Copy the listing below word for word, keeping every line unchanged.

Entries from a pointing dataset -
──────────
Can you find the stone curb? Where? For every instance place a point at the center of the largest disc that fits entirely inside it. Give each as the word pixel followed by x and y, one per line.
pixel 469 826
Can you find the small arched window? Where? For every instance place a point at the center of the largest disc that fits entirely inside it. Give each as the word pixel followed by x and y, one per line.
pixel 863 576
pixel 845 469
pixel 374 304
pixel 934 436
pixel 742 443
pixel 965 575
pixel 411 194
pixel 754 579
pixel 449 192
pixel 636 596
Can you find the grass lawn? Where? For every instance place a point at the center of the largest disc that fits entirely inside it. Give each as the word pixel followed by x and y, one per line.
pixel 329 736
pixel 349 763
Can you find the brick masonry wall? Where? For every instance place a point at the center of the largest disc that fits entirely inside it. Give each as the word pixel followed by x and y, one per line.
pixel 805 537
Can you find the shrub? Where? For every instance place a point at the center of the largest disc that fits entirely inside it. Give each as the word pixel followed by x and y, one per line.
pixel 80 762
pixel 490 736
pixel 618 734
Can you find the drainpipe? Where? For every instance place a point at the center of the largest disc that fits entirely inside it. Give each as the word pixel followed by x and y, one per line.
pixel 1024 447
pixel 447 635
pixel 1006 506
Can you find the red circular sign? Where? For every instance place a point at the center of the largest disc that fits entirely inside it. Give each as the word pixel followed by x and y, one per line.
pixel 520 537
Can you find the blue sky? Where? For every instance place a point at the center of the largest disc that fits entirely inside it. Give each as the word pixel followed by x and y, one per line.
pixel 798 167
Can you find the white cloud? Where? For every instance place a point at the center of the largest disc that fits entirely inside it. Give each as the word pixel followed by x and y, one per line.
──────────
Exercise response -
Can you find the stone curb? Where? For every instance place a point at the center of the largest disc that fits entirely inside it. Give each as the word pixel followed by x and y, one per line.
pixel 469 826
Can you find the small arched window? Where? For every instance place a point at the center of the largest disc that fits entirely inside it. Give each as the word pixel followed by x and y, one per line.
pixel 863 576
pixel 845 469
pixel 374 304
pixel 934 436
pixel 742 443
pixel 965 575
pixel 411 194
pixel 754 579
pixel 449 192
pixel 636 596
Can you find the grass lawn? Where? For every instance place a point at the center of the largest disc that fits entirely inside it. Give each as the word pixel followed by x and y, one per line.
pixel 329 736
pixel 349 763
Can you find the brick masonry wall? Where? For every instance place a point at the center of the largest disc that fits entirely inside it. Give each as the word pixel followed by x and y, one per line.
pixel 805 537
Can you find the shrub? Where? For every instance place a point at the center of the largest disc that fits entirely inside it. Give each as the word pixel followed by x and y, one per line.
pixel 80 762
pixel 490 736
pixel 618 734
Can you find the drainpipe? Where? For every instance place a point at the center of the largest disc that fits entirely inside it. Give each as the word pixel followed by x and y, one per line.
pixel 1024 447
pixel 447 635
pixel 1006 506
Can you find the red circular sign? Where? For every instance place a point at the center of the largest disc that fits entirely inside it. Give each as the word pixel followed by x and y, one per line.
pixel 520 537
Can you find the blue sky? Where? For every instance place a point at the center of the largest disc that fits entirely inside it. Give each as the word pixel followed by x and y, one per line.
pixel 798 167
Can you find the white cloud? Where? For every instance place a point at the center of the largest disc that fits entirely inside it. Give each as the word pixel followed by x and y, one per line.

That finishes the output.